### DATA EXTRACT
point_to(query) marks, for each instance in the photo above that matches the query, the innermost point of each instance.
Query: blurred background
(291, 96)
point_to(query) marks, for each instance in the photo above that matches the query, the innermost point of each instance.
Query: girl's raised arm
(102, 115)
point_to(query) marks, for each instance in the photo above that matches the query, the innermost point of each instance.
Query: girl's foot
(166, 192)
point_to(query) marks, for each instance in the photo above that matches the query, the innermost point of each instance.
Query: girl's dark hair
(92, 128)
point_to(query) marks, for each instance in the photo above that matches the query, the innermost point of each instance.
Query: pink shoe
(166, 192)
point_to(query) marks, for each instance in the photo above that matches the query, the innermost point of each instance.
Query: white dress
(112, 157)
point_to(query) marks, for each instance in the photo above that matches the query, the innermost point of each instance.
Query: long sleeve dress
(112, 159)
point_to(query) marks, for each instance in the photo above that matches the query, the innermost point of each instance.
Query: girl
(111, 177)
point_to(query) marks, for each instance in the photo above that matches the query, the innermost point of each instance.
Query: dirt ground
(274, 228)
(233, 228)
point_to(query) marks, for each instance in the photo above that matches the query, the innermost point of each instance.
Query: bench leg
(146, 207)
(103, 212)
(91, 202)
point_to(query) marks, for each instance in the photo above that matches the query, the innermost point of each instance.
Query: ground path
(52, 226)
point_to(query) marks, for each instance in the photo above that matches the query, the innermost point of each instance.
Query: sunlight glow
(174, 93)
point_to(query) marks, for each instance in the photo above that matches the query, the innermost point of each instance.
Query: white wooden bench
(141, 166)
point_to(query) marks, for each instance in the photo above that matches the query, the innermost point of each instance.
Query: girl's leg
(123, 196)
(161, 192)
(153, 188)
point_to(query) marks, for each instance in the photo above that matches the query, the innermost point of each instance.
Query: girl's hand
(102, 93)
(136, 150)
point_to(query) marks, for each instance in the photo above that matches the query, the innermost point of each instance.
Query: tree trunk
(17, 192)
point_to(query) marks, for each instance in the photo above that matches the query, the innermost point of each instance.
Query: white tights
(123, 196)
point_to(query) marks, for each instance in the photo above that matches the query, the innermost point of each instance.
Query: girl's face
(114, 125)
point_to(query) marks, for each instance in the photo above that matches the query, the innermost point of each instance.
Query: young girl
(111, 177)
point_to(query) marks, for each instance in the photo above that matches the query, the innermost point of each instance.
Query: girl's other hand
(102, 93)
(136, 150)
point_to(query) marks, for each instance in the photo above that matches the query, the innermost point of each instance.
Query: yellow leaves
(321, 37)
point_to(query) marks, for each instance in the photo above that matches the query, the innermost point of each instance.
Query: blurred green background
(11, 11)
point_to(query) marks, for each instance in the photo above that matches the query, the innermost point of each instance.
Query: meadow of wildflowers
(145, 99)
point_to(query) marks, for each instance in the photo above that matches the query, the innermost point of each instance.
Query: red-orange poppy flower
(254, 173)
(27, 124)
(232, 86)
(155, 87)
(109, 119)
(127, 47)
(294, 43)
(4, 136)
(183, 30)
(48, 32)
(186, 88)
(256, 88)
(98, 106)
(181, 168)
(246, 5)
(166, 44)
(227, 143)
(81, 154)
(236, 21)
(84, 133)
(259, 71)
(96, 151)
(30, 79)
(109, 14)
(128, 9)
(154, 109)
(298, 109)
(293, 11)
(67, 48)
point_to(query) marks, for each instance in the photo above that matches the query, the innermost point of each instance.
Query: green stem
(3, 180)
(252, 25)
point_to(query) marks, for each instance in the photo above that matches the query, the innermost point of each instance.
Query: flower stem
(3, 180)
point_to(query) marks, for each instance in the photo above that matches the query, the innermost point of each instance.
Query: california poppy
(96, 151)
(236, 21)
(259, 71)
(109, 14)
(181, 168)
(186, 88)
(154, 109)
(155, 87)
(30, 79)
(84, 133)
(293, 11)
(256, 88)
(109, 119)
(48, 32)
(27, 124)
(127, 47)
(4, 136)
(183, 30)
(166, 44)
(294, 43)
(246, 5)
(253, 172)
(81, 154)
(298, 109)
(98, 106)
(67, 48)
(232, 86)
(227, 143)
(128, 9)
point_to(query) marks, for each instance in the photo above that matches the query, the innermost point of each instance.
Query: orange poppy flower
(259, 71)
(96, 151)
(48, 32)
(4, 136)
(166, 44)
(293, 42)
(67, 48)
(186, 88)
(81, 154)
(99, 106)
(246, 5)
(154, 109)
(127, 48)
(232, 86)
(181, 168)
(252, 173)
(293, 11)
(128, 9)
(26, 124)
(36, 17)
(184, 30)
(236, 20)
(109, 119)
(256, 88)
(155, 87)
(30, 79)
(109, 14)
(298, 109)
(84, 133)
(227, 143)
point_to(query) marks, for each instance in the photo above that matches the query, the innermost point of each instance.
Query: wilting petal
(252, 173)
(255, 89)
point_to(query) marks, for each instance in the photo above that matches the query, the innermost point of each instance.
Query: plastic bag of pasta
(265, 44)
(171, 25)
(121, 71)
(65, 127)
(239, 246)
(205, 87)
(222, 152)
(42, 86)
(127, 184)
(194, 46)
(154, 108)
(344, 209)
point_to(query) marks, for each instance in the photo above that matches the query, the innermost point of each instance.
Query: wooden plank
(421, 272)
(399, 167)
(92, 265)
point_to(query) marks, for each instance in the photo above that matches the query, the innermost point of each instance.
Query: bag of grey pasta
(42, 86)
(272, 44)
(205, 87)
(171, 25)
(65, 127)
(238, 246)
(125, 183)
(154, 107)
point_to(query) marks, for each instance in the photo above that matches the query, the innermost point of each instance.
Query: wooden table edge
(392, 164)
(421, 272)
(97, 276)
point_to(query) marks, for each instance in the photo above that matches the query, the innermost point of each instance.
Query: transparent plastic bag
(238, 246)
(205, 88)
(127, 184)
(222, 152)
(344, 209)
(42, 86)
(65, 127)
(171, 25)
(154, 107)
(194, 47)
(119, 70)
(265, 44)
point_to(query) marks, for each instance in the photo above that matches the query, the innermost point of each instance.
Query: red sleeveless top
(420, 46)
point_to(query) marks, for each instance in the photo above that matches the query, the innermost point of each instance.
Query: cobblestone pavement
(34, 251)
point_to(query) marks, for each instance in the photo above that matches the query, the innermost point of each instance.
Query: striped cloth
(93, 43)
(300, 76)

### EXERCISE DETAILS
Output all of the data without altering a single line.

### EXERCISE RESULT
point_to(query) marks, for each instance in the photo above that matches the query, the innermost point of each instance.
Query: blurred background
(291, 96)
point_to(query) marks, for each instance in the photo above that matches the query, the innermost point of each instance.
Query: girl's raised arm
(102, 115)
point_to(query) marks, for each instance in the photo above that matches the query, the innermost point of each instance.
Query: girl's foot
(166, 192)
point_to(query) marks, for each instance in the photo above that matches the query, the innermost point of each instance.
Query: girl's dark hair
(92, 128)
point_to(query) marks, for each instance in the photo above that matches the query, the innermost point of each instance.
Query: pink shoe
(166, 192)
point_to(query) marks, for each instance in the photo above that matches the query, the innermost point of each instance.
Query: white dress
(112, 157)
point_to(query) marks, for each instance in the photo above that matches the query, the innermost point of each instance.
Query: long sleeve dress
(112, 159)
point_to(query) marks, for each instance in the photo above that matches the query, the innermost point of each instance.
Query: girl
(111, 177)
point_to(query) marks, for each instance in the photo above that matches the query, the innermost point of each instance.
Query: dirt ground
(274, 228)
(233, 228)
point_to(query) marks, for each instance in the photo above that matches the query, the innermost point of each instance.
Query: bench leg
(146, 207)
(103, 212)
(91, 202)
point_to(query) marks, for each instance in the photo above that matches the query, the innermost point of each instance.
Query: ground path
(52, 226)
point_to(query) marks, for each instance in the photo above that matches the query, the innermost point of each instance.
Query: sunlight glow
(174, 93)
point_to(query) marks, for each instance in the photo above that matches the query, the innermost point of each instance.
Query: white wooden bench
(141, 166)
point_to(query) marks, for each instance in the photo above that matches the query, the innermost point of each instance.
Query: girl's leg
(123, 196)
(161, 192)
(153, 188)
point_to(query) marks, for each instance in the photo above that matches the query, the innermost point of each instance.
Query: girl's hand
(102, 93)
(136, 150)
point_to(query) marks, for each instance in the photo above that matches the query, the innermost point of each instance.
Query: tree trunk
(17, 192)
point_to(query) marks, for each instance in the photo above that matches the query, the innermost point of each instance.
Query: white tights
(123, 196)
point_to(query) marks, for each instance in the photo above that matches the query, the innermost point of each instance.
Query: girl's face
(114, 125)
point_to(query) marks, for each instance in the photo above that matches the query, the innermost point of each instance.
Query: young girl
(111, 177)
point_to(query) marks, for each instance in the photo above that matches the query, the innermost point of each instance.
Query: girl's other hand
(102, 93)
(136, 150)
point_to(query) marks, for each instance in the photo above that matches the query, the innermost point of each instance.
Query: yellow leaves
(321, 37)
point_to(query) marks, for each instance in the photo above that matches the query, the innermost point of each instance.
Query: blurred green background
(11, 11)
point_to(query) marks, for each instance in the photo above that matches the query, the innermost point of each instance.
Query: meadow of wildflowers
(145, 99)
point_to(query) marks, for each instance in the photo above that matches the query, the innermost point of each instance.
Query: red-orange poppy flower
(254, 173)
(27, 124)
(232, 86)
(155, 87)
(109, 119)
(127, 47)
(294, 43)
(4, 136)
(183, 30)
(48, 32)
(186, 88)
(256, 88)
(98, 106)
(181, 168)
(246, 5)
(166, 44)
(227, 143)
(81, 154)
(236, 21)
(84, 133)
(259, 71)
(96, 151)
(30, 79)
(109, 14)
(128, 9)
(154, 109)
(298, 109)
(293, 11)
(67, 48)
point_to(query) marks, for each instance in the photo above that matches the query, the innermost point of each instance.
Query: green stem
(3, 180)
(252, 25)
point_to(query) marks, for each instance in the photo above that matches the query, the innermost point of each instance.
Query: flower stem
(3, 180)
point_to(query) marks, for each instance in the photo above that matches the query, the innermost point of each instance.
Query: california poppy
(96, 151)
(236, 21)
(259, 71)
(109, 14)
(181, 168)
(186, 88)
(154, 109)
(155, 87)
(30, 79)
(84, 133)
(293, 11)
(256, 88)
(109, 119)
(48, 32)
(27, 124)
(127, 47)
(4, 136)
(183, 30)
(166, 44)
(294, 43)
(246, 5)
(253, 172)
(81, 154)
(298, 109)
(98, 106)
(67, 48)
(232, 86)
(227, 143)
(128, 9)
point_to(query) marks, for each instance in the photo above that matches the query, the innermost point of each instance.
Query: orange poppy flower
(259, 71)
(96, 151)
(48, 32)
(4, 136)
(166, 44)
(293, 42)
(67, 48)
(186, 88)
(81, 154)
(99, 106)
(246, 5)
(154, 109)
(127, 48)
(232, 86)
(181, 168)
(252, 173)
(293, 11)
(128, 9)
(26, 124)
(36, 17)
(184, 30)
(236, 20)
(109, 119)
(256, 88)
(155, 87)
(30, 79)
(109, 14)
(298, 109)
(84, 133)
(227, 143)
point_to(query) marks, for each instance in the photo above that matches the query, the innermost point of each instance.
Query: wilting petal
(252, 173)
(255, 89)
point_to(query) marks, for each instance in the photo above that matches the query, the innermost point of each instance.
Query: plastic bag of pasta
(265, 44)
(171, 25)
(121, 71)
(65, 127)
(239, 246)
(205, 87)
(222, 152)
(42, 86)
(127, 184)
(194, 46)
(154, 108)
(344, 209)
point_to(query) marks, for each instance in the photo above that matches the query, the innermost point of each instance.
Query: wooden plank
(421, 272)
(399, 167)
(92, 265)
point_to(query) marks, for each instance in the photo above that matches the query, the innermost point of each instance.
Query: bag of grey pasta
(42, 86)
(272, 44)
(205, 87)
(171, 25)
(65, 127)
(238, 246)
(125, 183)
(154, 107)
point_to(query) marks, for each instance in the photo above that matches the query, the innermost point of each instance.
Query: wooden table edge
(392, 164)
(421, 272)
(97, 276)
point_to(query) marks, for each instance in the photo above that matches the query, the innermost point of each instance.
Query: transparent plastic bag
(238, 246)
(205, 88)
(127, 184)
(222, 152)
(344, 209)
(42, 86)
(65, 127)
(171, 25)
(154, 107)
(194, 47)
(119, 70)
(265, 44)
point_to(query) marks, for each instance in the photo above that matches the query, the innermost point of each instance.
Query: red sleeveless top
(420, 46)
point_to(query) marks, for each instance in the photo above that matches the query, the innermost point of each instance.
Query: cobblestone pavement
(34, 251)
point_to(query) marks, for each instance in the photo above that matches the query, the innermost point of each instance.
Query: striped cloth
(93, 43)
(300, 76)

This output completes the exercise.